_Extracted text_:
The best experience you can have with this film is going in knowing as little as possible (That said, you should hang-up and try your call again later). The theatrical poster is vague enough, yet edges forth with it's own creepy, noirish vibe. There's no breaking through The Salton Sea's pocket of tangled layers with an incipient swing, yet we know from its first ten minutes, when Val Kilmer jumps forth with that most unwitting of all cliches "Nothing is as it seems" That this is going to be a mystery of deceptive switchbacks and upside-down narrative. Halfway up its elaborate stepladder of misdeeds and juggled personas, I still didn't know what was going on. At times it's hard to nail a tone or feel on the piece. Sea's tagline says it all: "If you're looking for the truth, you've come to the wrong place."
You are the Silly Putty and this flick is the kid; it's going to play with you. D.J. Caruso has created a true original that never gives in until its final dying breath. Yes: It's a wall of fire and it will burn your face off.
The movie comes on like a Tweeker's dream; photographed and shattered, then swept under the door in a spoom of dust only to be injected into your veins like the bad drug that it is. From one trick to the next, the viewer is expected to surf on moments of high. Fulgurations bolt through the synapses until one is forced to collapse on the floor in a pool of spilt soda. Waiting the time of tide, it comes from both directions, ripping waves that make you wet and make you wet yourself. There's no telling what will come next; The Salton Sea is constant at keeping you on guard and paranoid. I couldn't help but second-guess every minute detail being thrown my way. This type of celluloid should be bottled and sold soiled in diluted rubbing alcohol; later consumed as an after-dinner, downtime snack. It's that much better than the smack its characters are jacking-up at a constant rate; fun like exploding porcelain.
A black and white pseudo-doc*mentary on Speed opens the picture, then quickly sinks in bubbles of bleak postmodern spirits. Single frames double back in a lap, kicking out a detective story set ablaze amidst moody jazz music. The gears shift so suddenly, you can hear the clutch slip and the stick grind. Well into the first act, I was under the assumption that this was a minor riff on Ted Demme's Blow: A look at amphetamines and the Tweekers that use them.

_Work to complete_:
1 - Shorten the paragraph of the review of The Salton Sea that begins "You are the Silly Putty," and keep its main points.
2 - Quote the review of The Salton Sea word for word, starting with "A black and" and going on through "that use them.".

_Material shown_:
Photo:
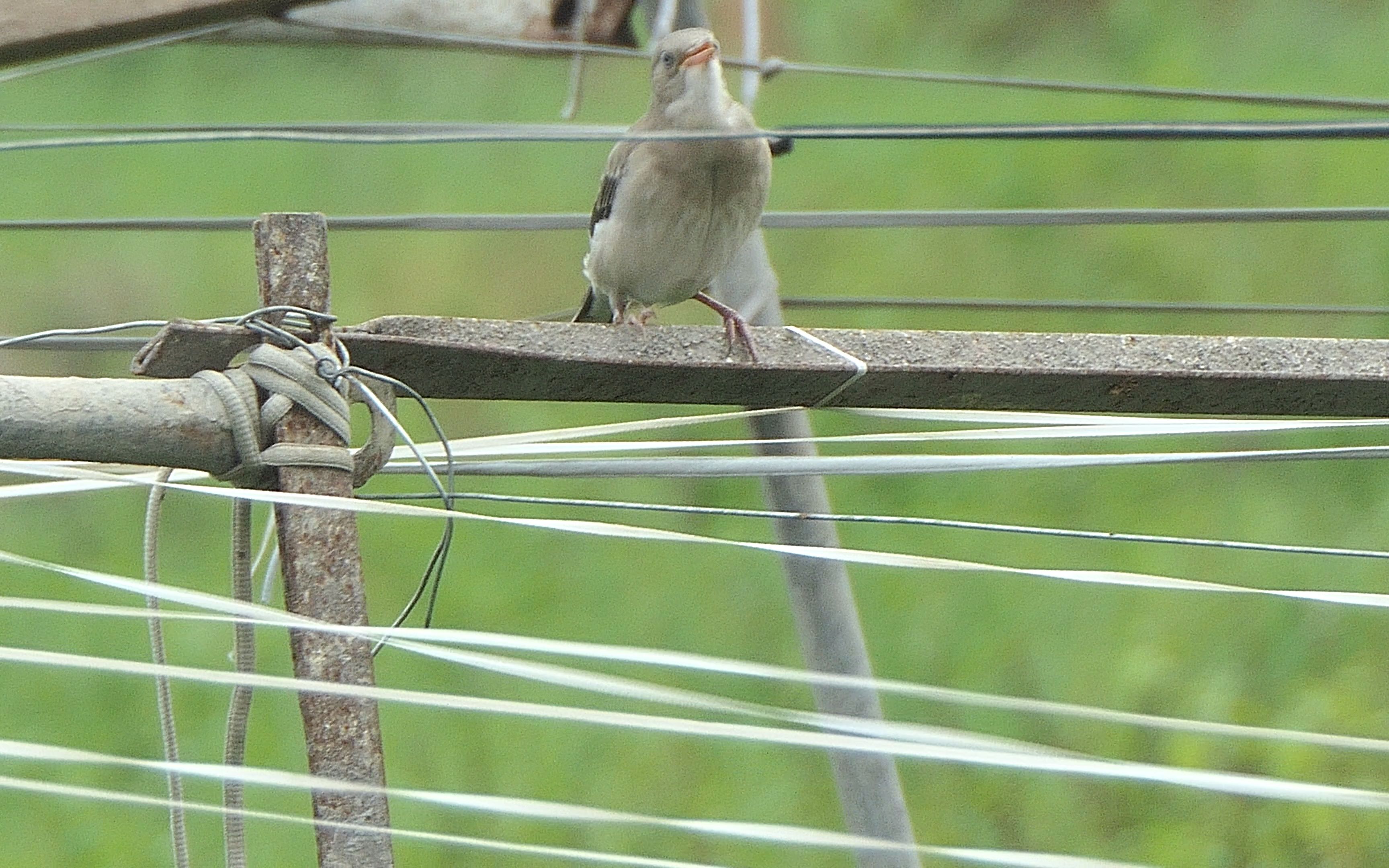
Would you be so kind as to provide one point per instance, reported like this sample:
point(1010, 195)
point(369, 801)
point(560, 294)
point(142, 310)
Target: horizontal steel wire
point(412, 134)
point(832, 466)
point(1091, 306)
point(771, 220)
point(893, 520)
point(776, 66)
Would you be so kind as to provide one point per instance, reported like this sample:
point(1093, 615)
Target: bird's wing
point(608, 191)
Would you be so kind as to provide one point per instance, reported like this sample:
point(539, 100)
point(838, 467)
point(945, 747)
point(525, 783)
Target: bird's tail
point(596, 309)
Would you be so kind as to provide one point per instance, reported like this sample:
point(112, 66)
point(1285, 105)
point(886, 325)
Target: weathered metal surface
point(322, 566)
point(559, 362)
point(115, 421)
point(820, 592)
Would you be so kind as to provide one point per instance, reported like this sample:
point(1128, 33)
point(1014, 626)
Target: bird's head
point(686, 77)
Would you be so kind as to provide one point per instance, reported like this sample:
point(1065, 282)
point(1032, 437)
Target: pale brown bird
point(671, 214)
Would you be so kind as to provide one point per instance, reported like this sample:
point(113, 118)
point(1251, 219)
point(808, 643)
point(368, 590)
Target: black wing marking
point(603, 207)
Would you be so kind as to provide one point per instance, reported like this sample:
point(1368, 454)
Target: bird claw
point(735, 328)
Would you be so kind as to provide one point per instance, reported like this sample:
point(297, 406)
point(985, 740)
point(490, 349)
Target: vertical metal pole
point(322, 566)
point(822, 598)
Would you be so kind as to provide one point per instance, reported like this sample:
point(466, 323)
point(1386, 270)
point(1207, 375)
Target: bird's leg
point(734, 324)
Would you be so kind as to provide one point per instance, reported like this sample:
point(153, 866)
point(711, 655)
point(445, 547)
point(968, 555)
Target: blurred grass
point(1245, 660)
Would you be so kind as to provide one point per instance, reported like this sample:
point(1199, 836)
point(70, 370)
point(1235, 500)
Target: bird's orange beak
point(701, 55)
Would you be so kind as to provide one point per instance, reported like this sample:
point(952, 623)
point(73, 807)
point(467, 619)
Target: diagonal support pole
point(322, 566)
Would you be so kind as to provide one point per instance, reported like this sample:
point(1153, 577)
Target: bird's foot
point(735, 328)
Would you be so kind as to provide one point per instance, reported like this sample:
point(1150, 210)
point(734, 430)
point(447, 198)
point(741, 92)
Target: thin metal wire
point(1141, 131)
point(771, 220)
point(164, 700)
point(774, 66)
point(896, 520)
point(71, 60)
point(720, 467)
point(1094, 306)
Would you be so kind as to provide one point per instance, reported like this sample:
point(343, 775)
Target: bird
point(671, 213)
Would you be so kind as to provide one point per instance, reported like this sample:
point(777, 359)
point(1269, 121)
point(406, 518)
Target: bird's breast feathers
point(678, 216)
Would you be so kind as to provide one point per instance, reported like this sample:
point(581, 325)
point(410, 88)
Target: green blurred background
point(1244, 660)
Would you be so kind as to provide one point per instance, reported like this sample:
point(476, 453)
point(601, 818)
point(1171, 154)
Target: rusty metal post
point(323, 577)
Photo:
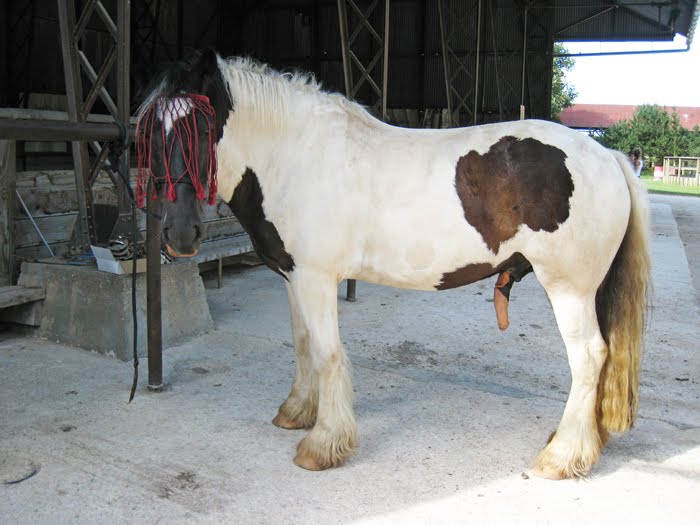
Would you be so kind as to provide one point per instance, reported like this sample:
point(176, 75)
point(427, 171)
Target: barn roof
point(600, 116)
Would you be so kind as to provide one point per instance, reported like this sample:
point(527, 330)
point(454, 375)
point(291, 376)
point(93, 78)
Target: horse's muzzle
point(174, 253)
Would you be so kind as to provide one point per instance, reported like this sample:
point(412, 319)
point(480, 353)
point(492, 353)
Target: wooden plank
point(14, 295)
point(8, 185)
point(54, 228)
point(220, 248)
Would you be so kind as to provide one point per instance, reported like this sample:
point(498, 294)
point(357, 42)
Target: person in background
point(635, 156)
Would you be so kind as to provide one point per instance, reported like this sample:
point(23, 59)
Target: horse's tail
point(621, 306)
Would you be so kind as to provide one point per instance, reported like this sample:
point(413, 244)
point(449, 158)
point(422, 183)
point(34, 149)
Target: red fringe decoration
point(183, 111)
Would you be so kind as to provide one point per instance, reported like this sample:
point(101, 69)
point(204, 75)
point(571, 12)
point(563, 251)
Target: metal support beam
point(352, 24)
point(84, 232)
point(8, 185)
point(461, 56)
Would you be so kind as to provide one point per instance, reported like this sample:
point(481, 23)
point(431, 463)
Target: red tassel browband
point(177, 115)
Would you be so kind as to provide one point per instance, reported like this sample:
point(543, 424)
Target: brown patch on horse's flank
point(518, 181)
point(247, 205)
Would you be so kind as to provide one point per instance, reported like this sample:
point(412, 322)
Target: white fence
point(682, 170)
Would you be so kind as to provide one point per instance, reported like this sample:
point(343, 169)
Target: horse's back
point(446, 200)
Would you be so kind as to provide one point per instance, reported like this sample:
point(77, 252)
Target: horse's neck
point(256, 133)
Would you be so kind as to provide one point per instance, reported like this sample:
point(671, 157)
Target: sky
point(666, 79)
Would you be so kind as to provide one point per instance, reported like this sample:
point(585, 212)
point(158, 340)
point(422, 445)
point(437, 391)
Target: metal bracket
point(75, 62)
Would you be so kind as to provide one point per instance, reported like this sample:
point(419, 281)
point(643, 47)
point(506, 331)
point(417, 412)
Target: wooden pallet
point(16, 295)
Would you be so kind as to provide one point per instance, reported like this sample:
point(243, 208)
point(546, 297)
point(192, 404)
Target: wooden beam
point(8, 185)
point(14, 295)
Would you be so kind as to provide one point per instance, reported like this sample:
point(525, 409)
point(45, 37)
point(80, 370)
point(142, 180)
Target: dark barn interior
point(73, 73)
point(497, 54)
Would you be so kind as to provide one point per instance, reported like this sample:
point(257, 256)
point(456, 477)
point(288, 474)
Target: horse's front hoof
point(282, 421)
point(309, 462)
point(548, 473)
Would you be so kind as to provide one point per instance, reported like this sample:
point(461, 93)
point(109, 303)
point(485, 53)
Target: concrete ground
point(451, 413)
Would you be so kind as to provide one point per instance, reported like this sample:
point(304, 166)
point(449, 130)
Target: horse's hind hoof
point(548, 473)
point(282, 421)
point(309, 462)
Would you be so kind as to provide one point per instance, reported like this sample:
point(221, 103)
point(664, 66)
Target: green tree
point(563, 93)
point(656, 131)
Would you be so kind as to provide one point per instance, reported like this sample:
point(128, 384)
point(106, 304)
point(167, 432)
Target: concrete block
point(92, 309)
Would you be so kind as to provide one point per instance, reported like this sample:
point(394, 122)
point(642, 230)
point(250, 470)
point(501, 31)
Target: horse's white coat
point(352, 197)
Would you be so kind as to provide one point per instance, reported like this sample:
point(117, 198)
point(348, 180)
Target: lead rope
point(116, 149)
point(134, 314)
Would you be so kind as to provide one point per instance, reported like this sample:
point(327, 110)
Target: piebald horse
point(327, 192)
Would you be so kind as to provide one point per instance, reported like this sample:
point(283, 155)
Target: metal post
point(8, 185)
point(477, 63)
point(445, 63)
point(123, 45)
point(379, 88)
point(522, 79)
point(385, 59)
point(153, 296)
point(85, 226)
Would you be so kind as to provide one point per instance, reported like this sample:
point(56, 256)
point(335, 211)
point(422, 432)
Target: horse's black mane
point(181, 76)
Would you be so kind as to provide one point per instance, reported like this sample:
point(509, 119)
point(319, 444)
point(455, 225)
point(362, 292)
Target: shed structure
point(72, 72)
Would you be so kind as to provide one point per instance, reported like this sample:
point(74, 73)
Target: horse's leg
point(576, 444)
point(334, 435)
point(299, 409)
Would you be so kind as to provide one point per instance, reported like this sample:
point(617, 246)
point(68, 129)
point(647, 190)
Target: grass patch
point(658, 186)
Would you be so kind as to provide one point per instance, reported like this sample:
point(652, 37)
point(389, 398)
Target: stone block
point(92, 309)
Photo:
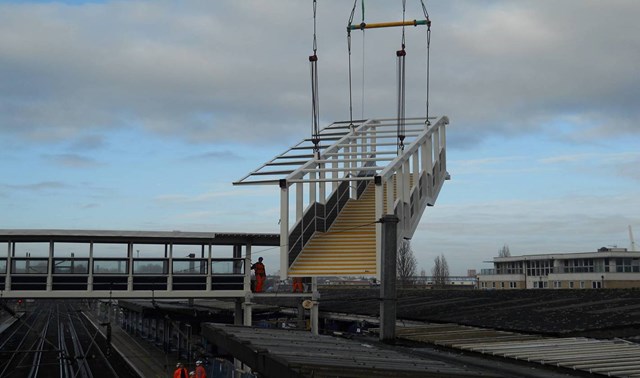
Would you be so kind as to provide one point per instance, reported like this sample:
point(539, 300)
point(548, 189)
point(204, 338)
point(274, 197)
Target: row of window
point(541, 285)
point(121, 266)
point(545, 267)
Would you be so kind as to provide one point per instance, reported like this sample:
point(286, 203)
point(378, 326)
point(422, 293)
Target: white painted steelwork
point(355, 153)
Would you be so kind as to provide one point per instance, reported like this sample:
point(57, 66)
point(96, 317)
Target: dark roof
point(293, 353)
point(565, 312)
point(150, 237)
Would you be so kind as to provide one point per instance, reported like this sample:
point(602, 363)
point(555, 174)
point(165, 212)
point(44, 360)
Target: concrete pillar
point(300, 320)
point(247, 310)
point(315, 296)
point(237, 313)
point(388, 293)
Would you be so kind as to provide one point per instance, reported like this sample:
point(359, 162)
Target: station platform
point(145, 358)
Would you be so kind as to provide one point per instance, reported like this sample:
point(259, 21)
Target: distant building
point(610, 268)
point(452, 282)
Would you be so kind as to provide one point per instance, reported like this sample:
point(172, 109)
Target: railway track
point(55, 339)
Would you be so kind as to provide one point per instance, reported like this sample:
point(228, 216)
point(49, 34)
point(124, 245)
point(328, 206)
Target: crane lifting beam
point(364, 25)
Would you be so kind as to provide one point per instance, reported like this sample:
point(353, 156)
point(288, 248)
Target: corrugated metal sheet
point(614, 358)
point(292, 353)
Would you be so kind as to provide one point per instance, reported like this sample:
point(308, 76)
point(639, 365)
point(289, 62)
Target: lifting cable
point(401, 54)
point(349, 28)
point(426, 16)
point(313, 60)
point(353, 11)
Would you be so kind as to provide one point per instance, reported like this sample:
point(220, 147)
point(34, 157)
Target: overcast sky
point(138, 115)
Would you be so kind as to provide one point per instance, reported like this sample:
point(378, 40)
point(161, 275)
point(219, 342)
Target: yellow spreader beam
point(364, 25)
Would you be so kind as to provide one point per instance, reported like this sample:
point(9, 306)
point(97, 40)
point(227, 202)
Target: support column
point(315, 296)
point(300, 319)
point(237, 313)
point(247, 310)
point(284, 229)
point(388, 293)
point(50, 268)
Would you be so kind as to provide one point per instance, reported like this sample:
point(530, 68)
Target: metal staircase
point(331, 198)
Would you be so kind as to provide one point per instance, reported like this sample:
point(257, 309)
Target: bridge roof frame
point(144, 237)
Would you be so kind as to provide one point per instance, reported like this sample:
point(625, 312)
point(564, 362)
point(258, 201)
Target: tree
point(406, 264)
point(440, 271)
point(504, 251)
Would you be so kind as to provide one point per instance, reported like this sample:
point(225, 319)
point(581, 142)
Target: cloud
point(215, 155)
point(38, 186)
point(72, 160)
point(208, 196)
point(193, 71)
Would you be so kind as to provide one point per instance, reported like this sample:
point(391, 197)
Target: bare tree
point(504, 251)
point(440, 271)
point(407, 263)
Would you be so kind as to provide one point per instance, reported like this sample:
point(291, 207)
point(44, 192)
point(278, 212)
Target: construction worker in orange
point(297, 285)
point(181, 371)
point(200, 371)
point(261, 274)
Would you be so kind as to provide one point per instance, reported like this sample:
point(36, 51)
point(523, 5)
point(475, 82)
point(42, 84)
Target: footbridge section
point(127, 264)
point(335, 190)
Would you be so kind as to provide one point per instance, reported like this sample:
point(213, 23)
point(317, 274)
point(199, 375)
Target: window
point(627, 265)
point(583, 266)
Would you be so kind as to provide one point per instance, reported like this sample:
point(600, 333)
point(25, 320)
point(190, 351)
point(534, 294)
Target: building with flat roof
point(611, 268)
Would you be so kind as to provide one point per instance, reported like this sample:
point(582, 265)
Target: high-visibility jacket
point(200, 372)
point(181, 372)
point(259, 268)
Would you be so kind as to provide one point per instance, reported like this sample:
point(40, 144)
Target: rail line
point(55, 339)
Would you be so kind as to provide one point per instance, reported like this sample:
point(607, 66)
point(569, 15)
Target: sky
point(139, 115)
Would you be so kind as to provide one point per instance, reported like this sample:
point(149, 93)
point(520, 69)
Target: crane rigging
point(401, 56)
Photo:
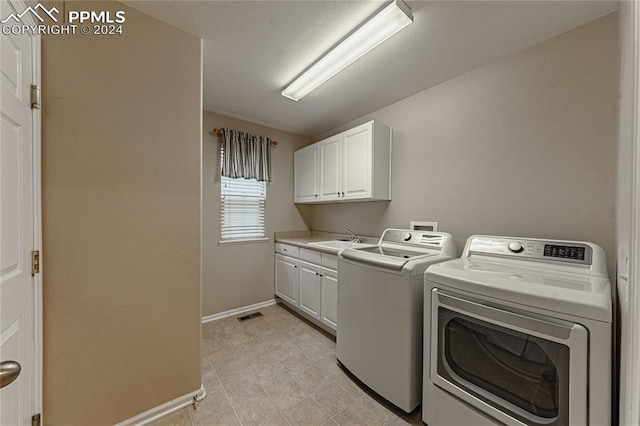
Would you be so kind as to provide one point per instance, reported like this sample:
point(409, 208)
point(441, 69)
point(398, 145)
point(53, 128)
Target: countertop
point(303, 238)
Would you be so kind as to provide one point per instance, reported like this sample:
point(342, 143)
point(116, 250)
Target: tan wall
point(524, 146)
point(121, 192)
point(242, 274)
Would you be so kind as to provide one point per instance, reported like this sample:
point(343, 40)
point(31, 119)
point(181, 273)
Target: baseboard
point(164, 409)
point(236, 311)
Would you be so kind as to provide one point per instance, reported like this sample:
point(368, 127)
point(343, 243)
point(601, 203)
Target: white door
point(357, 162)
point(330, 158)
point(329, 302)
point(309, 289)
point(287, 278)
point(19, 227)
point(305, 182)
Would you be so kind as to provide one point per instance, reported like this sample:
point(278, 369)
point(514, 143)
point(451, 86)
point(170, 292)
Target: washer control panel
point(411, 237)
point(557, 251)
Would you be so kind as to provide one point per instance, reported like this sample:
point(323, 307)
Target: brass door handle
point(9, 371)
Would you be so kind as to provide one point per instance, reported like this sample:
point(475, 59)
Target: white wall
point(242, 274)
point(524, 146)
point(626, 208)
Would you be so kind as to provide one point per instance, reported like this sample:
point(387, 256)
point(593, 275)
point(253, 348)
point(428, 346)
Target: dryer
point(380, 298)
point(518, 332)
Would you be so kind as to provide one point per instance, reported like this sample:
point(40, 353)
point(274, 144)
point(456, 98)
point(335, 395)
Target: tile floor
point(279, 370)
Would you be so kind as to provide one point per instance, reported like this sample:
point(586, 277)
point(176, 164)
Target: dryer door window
point(509, 365)
point(528, 372)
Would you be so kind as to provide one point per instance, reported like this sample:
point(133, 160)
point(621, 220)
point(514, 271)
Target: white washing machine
point(518, 332)
point(380, 292)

_Results by task_:
1 - The film toys with its viewers. D.J. Caruso has made a truly original movie that holds nothing back until the very end, and its intensity is overwhelming, like a wall of fire.

2 -
A black and white pseudo-doc*mentary on Speed opens the picture, then quickly sinks in bubbles of bleak postmodern spirits. Single frames double back in a lap, kicking out a detective story set ablaze amidst moody jazz music. The gears shift so suddenly, you can hear the clutch slip and the stick grind. Well into the first act, I was under the assumption that this was a minor riff on Ted Demme's Blow: A look at amphetamines and the Tweekers that use them.